Aufgabe
Setzen Sie den Text zur Feststellung des Verlusts des Daueraufenthaltsrechts nach seinem letzten Satz fort.

--- Quelle ---

Soweit die Beklagte am Rande der Bescheidsbegründung die für den Verlust des Daueraufenthaltsrechts einschlägige Vorschrift des § 4a Abs. 7 FreizügG/EU erwähnt (vgl. S. 3, 5 und 6 des Bescheids), führt dies zu keinem anderen Ergebnis, da die Erwähnung in einem anderen, hypothetisch gedachten Kontext erfolgte, nicht hingegen der Begründung des Verlusts eines durch den Kläger tatsächlich erworbenen Daueraufenthaltsrechts diente. Die notwendige gesonderte Feststellung des Verlusts des Daueraufenthaltsrechts nach obigen Maßstäben ist hierin zweifelsohne nicht zu sehen. Hierfür hätte die Beklagte konkret sowie im Detail darlegen und feststellen müssen, dass der mehrjährige Aufenthalt des Klägers in Italien nicht nur vorübergehender Natur gewesen wäre und daher zum Verlust des Daueraufenthaltsrechts nach § 4a Abs. 7 FreizügG/EU geführt hätte. Mithin hätte für den Kläger nachvollziehbar geschildert werden müssen, dass gerade aus diesem Grund sein Daueraufenthaltsrecht verloren gegangen ist. Dies ist indes nicht geschehen.

Da der Bescheid somit bereits aus den geschilderten Gründen rechtswidrig ist, kann im Ergebnis dahingestellt bleiben, ob der fünfjährige Aufenthalt des Klägers in Italien von September 2006 bis Oktober 2011 zu Behandlungszwecken seiner Natur nach nicht nur vorübergehend war und gemäß § 4a Abs. 7 FreizügG/EU zum Verlust des Daueraufenthaltsrechts führen konnte.

Aufgrund der rechtswidrigen Verlustfeststellung (Ziff. 1 des Bescheids) ist auch die hieran anknüpfende Abschiebungsandrohung (Ziff. 2 des Bescheids) rechtswidrig.

Nach alledem war der Bescheid der Beklagten vom ... Januar 2014 in der vorliegenden Ausgestaltung aufzuheben.

Die Beklagte hat als unterliegende Partei die Kosten des Verfahren zu tragen, § 154 Abs. 1 VwGO.

--- Bereitgestelltes Material ---

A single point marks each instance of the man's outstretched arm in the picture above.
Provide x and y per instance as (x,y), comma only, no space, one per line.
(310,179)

---

Lösung
Die Entscheidung über die vorläufige Vollstreckbarkeit der Kostenentscheidung beruht auf § 167 VwGO i. V. m. §§ 708 ff. ZPO.

Rechtsmittelbelehrung:

Nach §§ 124, 124 a Abs. 4 VwGO können die Beteiligten die Zulassung der Berufung gegen dieses Urteil innerhalb eines Monats nach Zustellung beim Bayerischen Verwaltungsgericht München,

Hausanschrift: Bayerstraße 30, 80335 München, oder

Postanschrift: Postfach 20 05 43, 80005 München

schriftlich beantragen. In dem Antrag ist das angefochtene Urteil zu bezeichnen. Dem Antrag sollen vier Abschriften beigefügt werden.

Innerhalb von zwei Monaten nach Zustellung dieses Urteils sind die Gründe darzulegen, aus denen die Berufung zuzulassen ist. Die Begründung ist bei dem Bayerischen Verwaltungsgerichtshof,

Hausanschrift in München: Ludwigstraße 23, 80539 München, oder

Postanschrift in München: Postfach 34 01 48, 80098 München

Hausanschrift in Ansbach: Montgelasplatz 1, 91522 Ansbach

einzureichen, soweit sie nicht bereits mit dem Antrag vorgelegt worden ist.

Über die Zulassung der Berufung entscheidet der Bayerische Verwaltungsgerichtshof.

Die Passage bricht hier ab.